◆ Work to do
a) According to the Social Security comment thread, what share of the worker's basic benefit amount does a widow or widower at full retirement age or older generally get?
b) From the Social Security comment thread, return the passage starting with "Generally, if you" and going on through "a wordsmith smith?", copied word for word.

So let me go over this.
I was married for 27+years
I divorced him.
Was getting his SS.
I remarried the man was police officer so I get nothing from him.
I only get mine at a wonderful 300.00 a month.
I was told that’s all I get since my ex is still living.
R.F.
If you remarry, you generally cannot collect benefits on your former spouse’s record unless your later marriage ends. Generally, you must be married for one year before you can get spouse’s benefits.
anamar
Only married for one year?
R.F.
Generally, if you have been married to someone who is receiving retirement benefits, you may also qualify for spousal benefits. You need to have been married for a minimum of one year to qualify for benefits under your current spouse’s record.
Lainey
I love these arlcties. How many words can a wordsmith smith?
Cathy W.
I had to retire at 62 before full retirement age of 66 because of bad health. My husband’s full ss amount is more than mine. If he predeceases me, can I choose to have his ss rather than keep mine? i am now 68 and he is 71. Neither of us is working.
R.F.
Hi Cathy, if you’re getting benefits based on your own work, you will have to contact us. We’ll check to see if you can get more money as a widow. If so, you’ll get a combination of benefits that equals the higher amount. You must complete an application to switch to survivors benefits. Social Security uses the deceased worker’s basic benefit amount to calculate the percentage survivors can get. The percentage depends on the survivor’s age and relationship to the worker. If the worker who died was getting reduced benefits, we’ll base your survivor’s benefit on that amount. In most typical claims for benefits, a widow or widower, at full retirement age or older, generally gets 100 percent of the worker’s basic benefit amount. We hope this information helps.

◆ Data section
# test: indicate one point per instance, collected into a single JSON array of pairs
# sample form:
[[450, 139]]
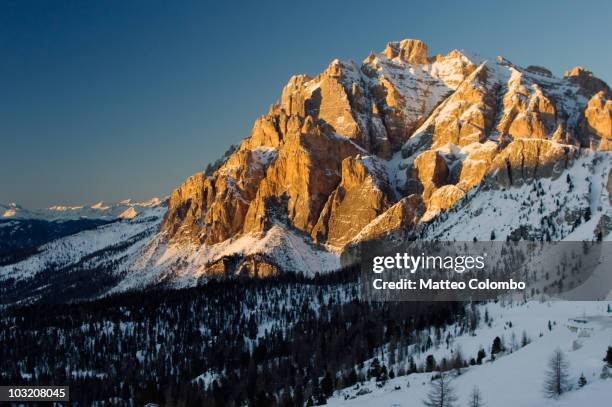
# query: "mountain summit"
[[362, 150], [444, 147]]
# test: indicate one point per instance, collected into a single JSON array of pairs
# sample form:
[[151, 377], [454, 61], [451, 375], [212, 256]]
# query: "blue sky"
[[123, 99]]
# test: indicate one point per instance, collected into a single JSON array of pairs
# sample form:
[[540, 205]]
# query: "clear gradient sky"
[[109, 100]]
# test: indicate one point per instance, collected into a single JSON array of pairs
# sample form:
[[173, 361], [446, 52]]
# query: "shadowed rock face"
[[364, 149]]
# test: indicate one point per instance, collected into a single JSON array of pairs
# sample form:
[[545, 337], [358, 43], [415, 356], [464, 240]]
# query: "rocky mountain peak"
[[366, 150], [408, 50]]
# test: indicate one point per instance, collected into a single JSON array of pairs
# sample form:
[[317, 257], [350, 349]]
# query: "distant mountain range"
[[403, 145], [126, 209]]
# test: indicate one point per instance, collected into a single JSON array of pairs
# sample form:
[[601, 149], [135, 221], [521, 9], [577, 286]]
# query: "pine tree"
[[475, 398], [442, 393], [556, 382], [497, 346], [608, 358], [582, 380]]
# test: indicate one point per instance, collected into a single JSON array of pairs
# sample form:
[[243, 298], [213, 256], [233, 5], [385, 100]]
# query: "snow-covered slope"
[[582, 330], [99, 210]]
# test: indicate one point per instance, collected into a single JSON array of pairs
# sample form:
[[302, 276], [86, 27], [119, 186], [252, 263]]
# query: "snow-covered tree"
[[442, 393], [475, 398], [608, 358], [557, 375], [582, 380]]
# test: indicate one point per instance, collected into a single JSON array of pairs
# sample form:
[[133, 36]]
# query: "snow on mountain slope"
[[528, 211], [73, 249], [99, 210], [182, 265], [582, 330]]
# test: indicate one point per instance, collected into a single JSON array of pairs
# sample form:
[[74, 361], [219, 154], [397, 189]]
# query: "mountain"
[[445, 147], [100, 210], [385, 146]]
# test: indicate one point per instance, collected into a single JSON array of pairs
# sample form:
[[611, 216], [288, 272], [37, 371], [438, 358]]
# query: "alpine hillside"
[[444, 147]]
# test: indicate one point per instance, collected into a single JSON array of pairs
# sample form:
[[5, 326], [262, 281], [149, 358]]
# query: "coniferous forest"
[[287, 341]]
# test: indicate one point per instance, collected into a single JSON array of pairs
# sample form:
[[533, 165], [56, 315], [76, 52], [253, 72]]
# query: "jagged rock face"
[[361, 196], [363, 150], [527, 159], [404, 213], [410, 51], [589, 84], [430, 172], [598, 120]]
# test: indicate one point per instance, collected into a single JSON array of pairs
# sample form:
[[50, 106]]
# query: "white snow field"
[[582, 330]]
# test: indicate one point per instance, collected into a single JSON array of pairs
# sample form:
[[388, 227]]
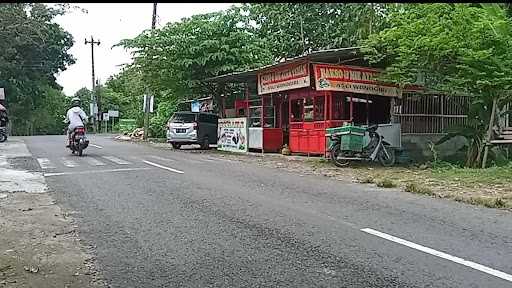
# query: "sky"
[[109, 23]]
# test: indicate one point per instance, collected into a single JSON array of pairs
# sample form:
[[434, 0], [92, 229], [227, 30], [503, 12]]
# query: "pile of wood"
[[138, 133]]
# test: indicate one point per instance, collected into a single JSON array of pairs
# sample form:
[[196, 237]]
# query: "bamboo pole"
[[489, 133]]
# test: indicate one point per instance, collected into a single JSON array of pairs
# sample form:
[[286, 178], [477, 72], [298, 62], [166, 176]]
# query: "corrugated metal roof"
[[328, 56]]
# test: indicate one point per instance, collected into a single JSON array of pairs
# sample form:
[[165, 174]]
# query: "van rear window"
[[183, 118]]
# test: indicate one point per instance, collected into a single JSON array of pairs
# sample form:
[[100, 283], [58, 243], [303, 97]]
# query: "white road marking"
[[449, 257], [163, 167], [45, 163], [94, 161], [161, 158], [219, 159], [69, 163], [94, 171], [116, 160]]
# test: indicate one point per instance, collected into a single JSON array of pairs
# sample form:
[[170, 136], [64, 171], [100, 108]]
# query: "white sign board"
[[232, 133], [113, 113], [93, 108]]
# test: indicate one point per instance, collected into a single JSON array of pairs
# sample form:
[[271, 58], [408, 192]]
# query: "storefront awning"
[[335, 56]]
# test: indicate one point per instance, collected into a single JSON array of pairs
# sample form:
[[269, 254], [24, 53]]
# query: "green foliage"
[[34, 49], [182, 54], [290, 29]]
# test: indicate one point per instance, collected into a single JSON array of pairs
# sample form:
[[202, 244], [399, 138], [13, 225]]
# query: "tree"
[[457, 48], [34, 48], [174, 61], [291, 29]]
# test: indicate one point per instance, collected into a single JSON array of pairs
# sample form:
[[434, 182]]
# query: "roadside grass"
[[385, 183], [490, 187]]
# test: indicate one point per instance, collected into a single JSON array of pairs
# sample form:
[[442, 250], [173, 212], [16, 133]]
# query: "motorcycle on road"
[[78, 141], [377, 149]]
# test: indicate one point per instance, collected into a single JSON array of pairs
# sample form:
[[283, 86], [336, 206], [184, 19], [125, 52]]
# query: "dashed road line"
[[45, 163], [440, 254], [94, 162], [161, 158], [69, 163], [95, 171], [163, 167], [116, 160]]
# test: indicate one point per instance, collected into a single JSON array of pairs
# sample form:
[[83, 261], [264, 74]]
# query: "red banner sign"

◆ Answers to the problems
a) 100 percent.

b)
Generally, if you have been married to someone who is receiving retirement benefits, you may also qualify for spousal benefits. You need to have been married for a minimum of one year to qualify for benefits under your current spouse’s record.
Lainey
I love these arlcties. How many words can a wordsmith smith?